SELECTED PASSAGE >>
The first Earl was succeeded according to the special remainder (and normally in the barony of Donoughmore) by his younger brother, the second Earl. He was also a general in the British Army. In 1801 he was created Baron Hutchinson, of Alexandria and Knocklofty in the County of Tipperary, in the Peerage of the United Kingdom, with remainder to the heirs male of his body. Lord Donoughmore also served as Lord-Lieutenant of County Tipperary from 1831 to 1832.

On his death in 1832, the barony of 1801 became extinct while he was succeeded in the other titles by his nephew, the third Earl. He was the son of the Honourable Francis Hely-Hutchinson, third son of the first Baroness Donoughmore and John Hely-Hutchinson. He briefly represented Tipperary in the House of Commons and served as Lord-Lieutenant of County Tipperary. He was succeeded by his son, the fourth Earl. He was a Conservative politician and served in the Earl of Derby's second administration as Paymaster General and President of the Board of Trade. His grandson, the fifth Earl, was also a Conservative politician and held office as Under-Secretary of State for War from 1903 to 1904 under Arthur Balfour. He was succeeded by his son, the sixth Earl, a noted Irish Freemason. His son, the seventh Earl, sat as Conservative Member of Parliament for Peterborough from 1943 to 1945. As of 2025 the titles are held by the latter's grandson, the ninth Earl, who succeeded in 2025.

CHECK YOUR UNDERSTANDING >>
a) List each distinct year that appears in the passage on the Earls of Donoughmore, in the order the years first occur.
b) Carry on the account of the Earls of Donoughmore, starting right after its last sentence.

DATASET CONTENT >>
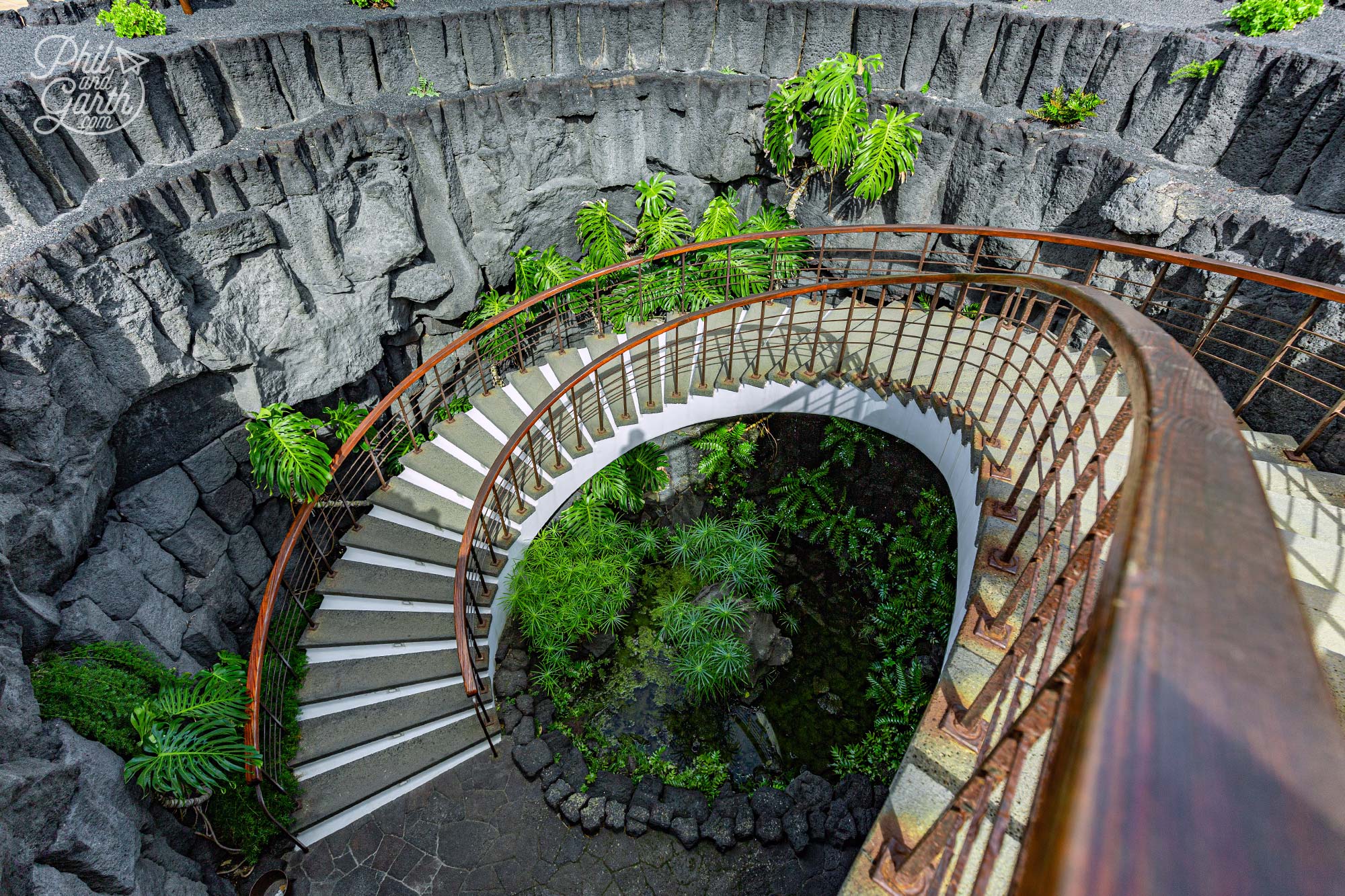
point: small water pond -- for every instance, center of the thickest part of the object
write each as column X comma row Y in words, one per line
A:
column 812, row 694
---
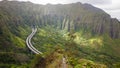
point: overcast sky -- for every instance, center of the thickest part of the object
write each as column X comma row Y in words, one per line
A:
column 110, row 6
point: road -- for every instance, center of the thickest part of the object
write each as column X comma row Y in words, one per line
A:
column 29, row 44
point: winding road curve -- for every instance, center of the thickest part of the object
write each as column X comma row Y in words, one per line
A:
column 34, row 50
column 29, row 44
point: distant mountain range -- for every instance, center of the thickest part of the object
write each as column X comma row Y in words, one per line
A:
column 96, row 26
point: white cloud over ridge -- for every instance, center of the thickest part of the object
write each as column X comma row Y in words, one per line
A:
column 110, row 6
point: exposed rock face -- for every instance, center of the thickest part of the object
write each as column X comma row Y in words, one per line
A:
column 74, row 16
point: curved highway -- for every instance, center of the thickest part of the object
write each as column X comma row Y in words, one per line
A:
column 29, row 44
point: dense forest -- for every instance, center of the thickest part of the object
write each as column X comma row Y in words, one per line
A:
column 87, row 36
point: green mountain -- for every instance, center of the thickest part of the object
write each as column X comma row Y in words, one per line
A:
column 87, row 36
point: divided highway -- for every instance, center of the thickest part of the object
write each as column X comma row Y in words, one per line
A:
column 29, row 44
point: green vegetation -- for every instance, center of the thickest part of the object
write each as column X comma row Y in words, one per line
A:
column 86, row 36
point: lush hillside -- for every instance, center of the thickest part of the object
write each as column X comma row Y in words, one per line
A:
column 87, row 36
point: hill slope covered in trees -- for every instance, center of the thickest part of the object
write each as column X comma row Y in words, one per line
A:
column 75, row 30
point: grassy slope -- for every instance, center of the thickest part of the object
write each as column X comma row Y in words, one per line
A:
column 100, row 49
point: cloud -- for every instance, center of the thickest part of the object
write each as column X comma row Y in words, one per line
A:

RESPONSE LIST >>
a) 1801, 1831, 1832, 1903, 1904, 1943, 1945, 2025

b)
Another member of the Hely-Hutchinson family was the Honourable Christopher Hely-Hutchinson (1767–1826), fifth son of Baroness Donoughmore and John Hely-Hutchison. He represented Cork City in the House of Commons. The Honourable Sir Walter Hely-Hutchinson, younger son of the fourth Earl, was the last Governor of the Cape Colony. The Honourable Tim Hely Hutchinson, second son of the eighth Earl, is a publisher.

The family seat now is The Manor House, near Bampton, Oxfordshire. The former family seat was Knocklofty House, near Clonmel, County Tipperary, in Ireland. The Knocklofty Estate was sold by the family in the 1970s.

The heir apparent to the earldom uses the invented courtesy title Viscount Suirdale (pronounced "Shure-dale"). This derives from the fact that the territorial designation of the Irish viscountcy of Donoughmore was erroneously thought to be "of Suirdale".

==Barons Donoughmore (1783)==
- Christiana Hely-Hutchinson, 1st Baroness Donoughmore (1732–1788)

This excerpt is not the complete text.